**Problem statement**.
Would you copy out the whole listing exactly as given?

**Dataset entries**.
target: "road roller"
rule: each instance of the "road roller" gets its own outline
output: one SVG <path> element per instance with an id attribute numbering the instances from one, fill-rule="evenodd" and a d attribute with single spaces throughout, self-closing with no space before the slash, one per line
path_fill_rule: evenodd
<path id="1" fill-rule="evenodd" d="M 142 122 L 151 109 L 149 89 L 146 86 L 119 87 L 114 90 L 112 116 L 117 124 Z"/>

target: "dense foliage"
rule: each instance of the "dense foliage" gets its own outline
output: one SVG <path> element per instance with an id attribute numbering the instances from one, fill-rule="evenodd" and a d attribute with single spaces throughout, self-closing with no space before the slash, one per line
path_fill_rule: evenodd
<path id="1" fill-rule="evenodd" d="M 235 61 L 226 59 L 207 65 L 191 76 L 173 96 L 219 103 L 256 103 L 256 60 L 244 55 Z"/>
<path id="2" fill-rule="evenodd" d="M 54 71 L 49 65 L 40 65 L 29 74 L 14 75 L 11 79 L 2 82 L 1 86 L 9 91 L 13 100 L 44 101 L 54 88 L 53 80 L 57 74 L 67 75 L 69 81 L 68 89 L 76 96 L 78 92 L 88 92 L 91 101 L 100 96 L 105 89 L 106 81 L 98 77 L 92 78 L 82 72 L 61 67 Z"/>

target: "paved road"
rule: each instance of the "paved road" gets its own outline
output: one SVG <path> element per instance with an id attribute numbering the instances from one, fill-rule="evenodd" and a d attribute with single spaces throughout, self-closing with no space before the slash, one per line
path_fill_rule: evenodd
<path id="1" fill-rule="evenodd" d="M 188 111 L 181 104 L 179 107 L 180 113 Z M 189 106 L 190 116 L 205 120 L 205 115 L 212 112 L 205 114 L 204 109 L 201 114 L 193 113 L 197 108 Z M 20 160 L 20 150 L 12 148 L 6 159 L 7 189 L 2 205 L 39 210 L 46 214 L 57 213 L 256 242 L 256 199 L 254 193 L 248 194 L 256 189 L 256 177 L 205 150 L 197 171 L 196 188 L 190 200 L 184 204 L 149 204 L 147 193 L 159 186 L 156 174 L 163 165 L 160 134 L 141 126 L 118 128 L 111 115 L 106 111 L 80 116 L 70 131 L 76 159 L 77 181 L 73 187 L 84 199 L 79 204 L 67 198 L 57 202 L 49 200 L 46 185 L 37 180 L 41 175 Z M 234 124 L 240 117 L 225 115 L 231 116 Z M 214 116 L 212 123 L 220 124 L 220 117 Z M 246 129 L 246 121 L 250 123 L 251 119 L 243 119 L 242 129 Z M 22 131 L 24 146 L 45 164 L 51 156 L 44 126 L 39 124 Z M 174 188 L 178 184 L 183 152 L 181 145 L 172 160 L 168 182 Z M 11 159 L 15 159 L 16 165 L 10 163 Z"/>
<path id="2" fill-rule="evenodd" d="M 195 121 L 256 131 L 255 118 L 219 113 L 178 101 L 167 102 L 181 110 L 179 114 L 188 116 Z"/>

**Answer for this exercise**.
target: "road roller"
rule: each instance of the "road roller" gets its own outline
output: one SVG <path> element per instance with an id attribute numbering the instances from one, fill-rule="evenodd" and a d attribute with single spaces throughout, self-closing with no space before the slash, one per line
path_fill_rule: evenodd
<path id="1" fill-rule="evenodd" d="M 142 122 L 151 109 L 149 89 L 146 86 L 119 87 L 114 90 L 112 116 L 117 124 Z"/>

target: "dense foliage"
rule: each instance of the "dense foliage" gets its own outline
output: one SVG <path> element per instance with an id attribute numbering the instances from one, fill-rule="evenodd" and a d attribute with single spaces throughout, self-closing with no space before the slash, one per line
path_fill_rule: evenodd
<path id="1" fill-rule="evenodd" d="M 235 61 L 226 59 L 207 65 L 191 76 L 173 96 L 219 103 L 256 103 L 256 60 L 244 55 Z"/>
<path id="2" fill-rule="evenodd" d="M 54 71 L 49 65 L 40 65 L 29 74 L 14 75 L 11 79 L 2 82 L 1 86 L 9 91 L 13 100 L 44 101 L 54 88 L 53 80 L 57 74 L 67 75 L 69 81 L 68 89 L 76 96 L 78 92 L 88 92 L 91 101 L 100 96 L 105 89 L 106 81 L 98 77 L 92 78 L 82 72 L 61 67 Z"/>

target: "paved road"
rule: each instance of the "paved road" gets its own outline
output: one SVG <path> element per instance with an id attribute numbering the instances from one, fill-rule="evenodd" and a d attribute with single spaces throughout, self-closing with no space before the slash, one per line
path_fill_rule: evenodd
<path id="1" fill-rule="evenodd" d="M 188 111 L 181 104 L 179 107 L 180 113 Z M 189 106 L 190 116 L 205 120 L 205 115 L 212 112 L 205 114 L 204 109 L 201 114 L 193 113 L 197 108 Z M 20 160 L 20 150 L 12 148 L 6 159 L 7 189 L 2 205 L 39 210 L 46 214 L 57 213 L 256 242 L 256 199 L 254 193 L 248 194 L 256 189 L 256 177 L 205 150 L 197 171 L 196 188 L 190 200 L 184 204 L 149 204 L 147 193 L 159 186 L 156 174 L 163 165 L 160 134 L 141 126 L 118 128 L 111 115 L 106 111 L 80 116 L 70 131 L 76 159 L 77 181 L 73 187 L 84 199 L 79 204 L 67 198 L 57 202 L 49 200 L 46 185 L 37 180 L 41 175 Z M 234 124 L 240 117 L 225 115 L 231 116 Z M 214 116 L 212 123 L 220 124 L 220 117 Z M 246 129 L 246 121 L 250 123 L 251 119 L 243 119 L 242 129 Z M 22 131 L 24 146 L 45 164 L 51 156 L 44 126 L 39 124 Z M 174 188 L 178 184 L 183 152 L 181 145 L 172 160 L 168 182 Z M 11 159 L 15 159 L 16 165 L 10 163 Z"/>
<path id="2" fill-rule="evenodd" d="M 195 121 L 256 131 L 255 118 L 219 113 L 178 101 L 167 102 L 181 110 L 179 114 L 188 116 Z"/>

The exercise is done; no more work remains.